RECORDS SHOWN
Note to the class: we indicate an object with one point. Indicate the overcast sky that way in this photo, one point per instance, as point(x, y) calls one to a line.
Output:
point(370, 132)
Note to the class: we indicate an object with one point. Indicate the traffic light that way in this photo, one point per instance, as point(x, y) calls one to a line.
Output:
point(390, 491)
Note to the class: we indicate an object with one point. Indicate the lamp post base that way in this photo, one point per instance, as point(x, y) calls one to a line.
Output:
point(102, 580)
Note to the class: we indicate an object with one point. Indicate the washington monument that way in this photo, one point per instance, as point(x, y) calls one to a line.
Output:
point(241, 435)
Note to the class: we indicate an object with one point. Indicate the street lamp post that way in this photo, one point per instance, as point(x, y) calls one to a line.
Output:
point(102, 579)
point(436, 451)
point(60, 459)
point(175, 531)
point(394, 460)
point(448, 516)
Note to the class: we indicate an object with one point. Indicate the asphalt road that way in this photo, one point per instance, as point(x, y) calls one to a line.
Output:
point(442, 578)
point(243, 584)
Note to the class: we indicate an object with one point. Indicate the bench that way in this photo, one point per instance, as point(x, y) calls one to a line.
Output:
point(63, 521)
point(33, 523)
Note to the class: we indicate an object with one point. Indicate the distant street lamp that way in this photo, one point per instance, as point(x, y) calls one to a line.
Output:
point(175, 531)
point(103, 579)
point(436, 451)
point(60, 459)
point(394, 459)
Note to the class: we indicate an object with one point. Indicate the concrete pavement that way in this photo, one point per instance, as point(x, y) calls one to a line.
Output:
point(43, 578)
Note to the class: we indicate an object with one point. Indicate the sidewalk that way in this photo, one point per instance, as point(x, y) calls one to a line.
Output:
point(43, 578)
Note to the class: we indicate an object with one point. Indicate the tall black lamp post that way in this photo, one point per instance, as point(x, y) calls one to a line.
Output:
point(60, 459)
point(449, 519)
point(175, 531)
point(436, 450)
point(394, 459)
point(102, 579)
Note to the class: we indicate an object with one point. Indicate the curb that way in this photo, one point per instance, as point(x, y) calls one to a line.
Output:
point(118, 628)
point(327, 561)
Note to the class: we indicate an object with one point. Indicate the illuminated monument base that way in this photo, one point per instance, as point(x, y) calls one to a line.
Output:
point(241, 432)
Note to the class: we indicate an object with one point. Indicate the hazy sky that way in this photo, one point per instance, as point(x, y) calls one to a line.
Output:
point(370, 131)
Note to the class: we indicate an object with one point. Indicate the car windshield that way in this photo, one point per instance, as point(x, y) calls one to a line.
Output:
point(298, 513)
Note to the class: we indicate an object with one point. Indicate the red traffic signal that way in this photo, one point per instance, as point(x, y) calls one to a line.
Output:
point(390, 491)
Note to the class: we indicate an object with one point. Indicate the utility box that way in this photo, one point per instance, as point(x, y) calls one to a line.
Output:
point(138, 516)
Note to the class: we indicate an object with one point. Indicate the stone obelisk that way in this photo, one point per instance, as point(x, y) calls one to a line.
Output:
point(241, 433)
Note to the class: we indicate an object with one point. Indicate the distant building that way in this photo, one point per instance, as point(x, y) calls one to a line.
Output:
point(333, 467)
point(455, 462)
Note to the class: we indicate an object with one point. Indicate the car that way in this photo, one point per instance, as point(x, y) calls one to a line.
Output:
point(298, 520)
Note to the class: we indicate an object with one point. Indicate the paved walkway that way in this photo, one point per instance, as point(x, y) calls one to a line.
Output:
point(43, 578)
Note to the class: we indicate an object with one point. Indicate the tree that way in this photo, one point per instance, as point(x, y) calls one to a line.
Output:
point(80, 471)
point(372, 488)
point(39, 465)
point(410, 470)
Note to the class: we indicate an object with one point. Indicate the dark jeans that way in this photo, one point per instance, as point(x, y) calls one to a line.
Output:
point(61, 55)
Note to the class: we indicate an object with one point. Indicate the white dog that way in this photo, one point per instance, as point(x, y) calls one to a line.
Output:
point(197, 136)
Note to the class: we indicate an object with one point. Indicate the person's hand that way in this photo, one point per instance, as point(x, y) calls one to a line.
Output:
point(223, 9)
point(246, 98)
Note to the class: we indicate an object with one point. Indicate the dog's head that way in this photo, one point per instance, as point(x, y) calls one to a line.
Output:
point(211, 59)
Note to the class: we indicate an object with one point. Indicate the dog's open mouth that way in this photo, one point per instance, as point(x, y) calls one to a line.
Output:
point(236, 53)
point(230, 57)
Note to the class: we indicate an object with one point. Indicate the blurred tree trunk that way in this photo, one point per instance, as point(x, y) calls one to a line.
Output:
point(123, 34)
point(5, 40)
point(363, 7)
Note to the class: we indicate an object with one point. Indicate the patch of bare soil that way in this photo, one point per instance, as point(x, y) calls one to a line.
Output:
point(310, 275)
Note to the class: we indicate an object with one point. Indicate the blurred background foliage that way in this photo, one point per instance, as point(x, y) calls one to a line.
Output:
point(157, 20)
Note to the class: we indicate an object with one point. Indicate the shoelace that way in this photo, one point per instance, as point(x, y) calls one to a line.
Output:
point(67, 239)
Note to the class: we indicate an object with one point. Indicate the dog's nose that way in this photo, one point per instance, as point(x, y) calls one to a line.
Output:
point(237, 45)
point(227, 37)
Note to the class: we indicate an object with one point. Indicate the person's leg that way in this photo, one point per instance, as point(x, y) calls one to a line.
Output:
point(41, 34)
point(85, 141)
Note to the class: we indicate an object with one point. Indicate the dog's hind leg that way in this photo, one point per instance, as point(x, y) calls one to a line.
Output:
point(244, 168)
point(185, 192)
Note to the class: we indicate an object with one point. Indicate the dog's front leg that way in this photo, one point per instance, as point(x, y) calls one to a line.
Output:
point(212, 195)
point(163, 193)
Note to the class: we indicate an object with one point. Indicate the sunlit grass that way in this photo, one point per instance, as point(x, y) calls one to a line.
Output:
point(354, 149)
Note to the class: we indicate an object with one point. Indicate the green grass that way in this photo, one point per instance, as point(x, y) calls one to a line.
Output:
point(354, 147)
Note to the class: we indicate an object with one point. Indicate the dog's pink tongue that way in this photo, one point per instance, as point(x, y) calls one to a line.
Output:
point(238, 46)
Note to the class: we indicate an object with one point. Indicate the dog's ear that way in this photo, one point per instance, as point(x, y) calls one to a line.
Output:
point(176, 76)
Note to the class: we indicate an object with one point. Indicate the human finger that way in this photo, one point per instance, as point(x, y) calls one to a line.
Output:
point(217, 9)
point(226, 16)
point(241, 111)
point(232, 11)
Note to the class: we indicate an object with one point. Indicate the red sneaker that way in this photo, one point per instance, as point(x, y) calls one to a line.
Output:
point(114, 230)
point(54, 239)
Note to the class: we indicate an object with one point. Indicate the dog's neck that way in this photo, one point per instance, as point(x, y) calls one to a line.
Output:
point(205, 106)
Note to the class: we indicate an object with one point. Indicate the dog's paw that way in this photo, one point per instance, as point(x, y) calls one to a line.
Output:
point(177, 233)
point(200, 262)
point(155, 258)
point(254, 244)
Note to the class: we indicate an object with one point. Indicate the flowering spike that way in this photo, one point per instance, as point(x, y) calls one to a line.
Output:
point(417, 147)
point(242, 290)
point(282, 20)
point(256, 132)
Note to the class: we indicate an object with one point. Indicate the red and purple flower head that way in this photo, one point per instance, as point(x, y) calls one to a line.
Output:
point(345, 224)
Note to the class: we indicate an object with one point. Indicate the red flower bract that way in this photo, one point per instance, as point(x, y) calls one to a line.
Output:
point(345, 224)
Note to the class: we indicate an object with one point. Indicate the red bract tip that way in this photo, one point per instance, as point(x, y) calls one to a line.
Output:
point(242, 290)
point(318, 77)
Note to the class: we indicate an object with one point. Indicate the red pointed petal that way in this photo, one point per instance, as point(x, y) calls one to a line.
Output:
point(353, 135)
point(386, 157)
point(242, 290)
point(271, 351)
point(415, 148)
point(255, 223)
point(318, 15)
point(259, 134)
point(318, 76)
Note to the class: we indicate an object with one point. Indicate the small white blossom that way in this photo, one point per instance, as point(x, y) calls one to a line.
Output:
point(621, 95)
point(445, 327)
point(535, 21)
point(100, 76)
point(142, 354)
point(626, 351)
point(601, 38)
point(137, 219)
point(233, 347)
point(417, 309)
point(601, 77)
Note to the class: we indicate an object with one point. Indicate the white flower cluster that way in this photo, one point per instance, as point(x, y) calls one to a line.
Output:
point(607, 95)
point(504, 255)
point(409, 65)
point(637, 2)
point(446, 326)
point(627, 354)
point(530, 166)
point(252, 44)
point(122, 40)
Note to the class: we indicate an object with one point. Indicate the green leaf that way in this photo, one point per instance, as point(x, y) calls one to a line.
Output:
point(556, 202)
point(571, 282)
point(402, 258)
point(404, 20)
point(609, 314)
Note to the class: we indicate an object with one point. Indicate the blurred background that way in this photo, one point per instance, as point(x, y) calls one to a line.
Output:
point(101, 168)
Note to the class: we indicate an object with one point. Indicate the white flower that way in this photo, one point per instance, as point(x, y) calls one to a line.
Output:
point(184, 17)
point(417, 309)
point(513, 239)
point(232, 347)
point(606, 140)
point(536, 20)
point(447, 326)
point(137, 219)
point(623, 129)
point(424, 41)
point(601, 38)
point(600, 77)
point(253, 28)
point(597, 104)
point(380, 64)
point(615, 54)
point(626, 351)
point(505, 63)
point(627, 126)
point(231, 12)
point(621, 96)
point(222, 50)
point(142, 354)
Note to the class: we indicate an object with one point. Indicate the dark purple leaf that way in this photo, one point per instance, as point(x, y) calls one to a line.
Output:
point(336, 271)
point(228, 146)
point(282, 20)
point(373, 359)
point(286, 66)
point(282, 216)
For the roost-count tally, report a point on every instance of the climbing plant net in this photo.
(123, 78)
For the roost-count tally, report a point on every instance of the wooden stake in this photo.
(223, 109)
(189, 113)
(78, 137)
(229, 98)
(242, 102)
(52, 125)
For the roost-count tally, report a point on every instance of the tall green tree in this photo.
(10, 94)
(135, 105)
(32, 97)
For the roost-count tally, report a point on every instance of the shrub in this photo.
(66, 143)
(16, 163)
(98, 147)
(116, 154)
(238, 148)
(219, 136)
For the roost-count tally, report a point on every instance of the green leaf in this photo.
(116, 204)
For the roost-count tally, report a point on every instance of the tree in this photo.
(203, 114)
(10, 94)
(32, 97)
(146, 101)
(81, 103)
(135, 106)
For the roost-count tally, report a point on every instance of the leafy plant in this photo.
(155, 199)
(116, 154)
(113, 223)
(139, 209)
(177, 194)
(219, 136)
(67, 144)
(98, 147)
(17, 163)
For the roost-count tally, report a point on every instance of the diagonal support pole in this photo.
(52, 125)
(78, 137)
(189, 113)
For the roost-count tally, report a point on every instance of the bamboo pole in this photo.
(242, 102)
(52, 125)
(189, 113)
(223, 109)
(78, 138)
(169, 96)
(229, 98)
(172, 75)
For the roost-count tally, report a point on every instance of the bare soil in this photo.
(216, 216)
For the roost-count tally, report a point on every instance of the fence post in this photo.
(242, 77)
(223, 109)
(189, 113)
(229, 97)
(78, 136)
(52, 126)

WRITTEN EXERCISE
Set down the items again word for word, starting at the line that contains "Indicate the stone" and ending at the line that contains "point(211, 59)".

FINAL RESULT
Note to the class: we indicate an object with one point. Indicate the stone obelisk that way in this photo, one point per instance, as point(x, y) calls one to a line.
Output:
point(241, 433)
Note to the class: we indicate an object with one point. Indicate the distant building that way in this photo, one point per instance, as point(x, y) calls one to a line.
Output:
point(333, 467)
point(455, 462)
Note to the class: we indicate an object with one point. Indicate the car that way in this photo, one point per instance, as point(x, y) calls one to a line.
Output:
point(298, 520)
Note to the class: we indicate an object with one point. Indicate the paved walkway that way in this photo, one point per instance, as point(x, y) calls one to a line.
Output:
point(43, 578)
Note to the class: we indicate an object with one point. Indicate the tree that way in this photo, one point per instance, as point(x, y) calls one to a line.
Output:
point(80, 471)
point(372, 488)
point(39, 465)
point(410, 470)
Note to the class: we indicate an object with one point. Indicate the dark jeans that way in this photo, one point per instance, as point(x, y) calls one to a line.
Output:
point(61, 55)
Note to the class: we indicate an object with one point. Indicate the white dog that way in this photo, one point per instance, as point(x, y) calls one to a line.
Output:
point(197, 136)
Note to the class: we indicate an object with one point. Indicate the person's hand that way in this photo, one point per instance, as point(x, y) calls one to a line.
Output:
point(223, 9)
point(246, 98)
Note to the class: we indicate an object with one point. Indicate the dog's head that way in this photo, one point per instance, as point(x, y) calls one to a line.
Output:
point(211, 59)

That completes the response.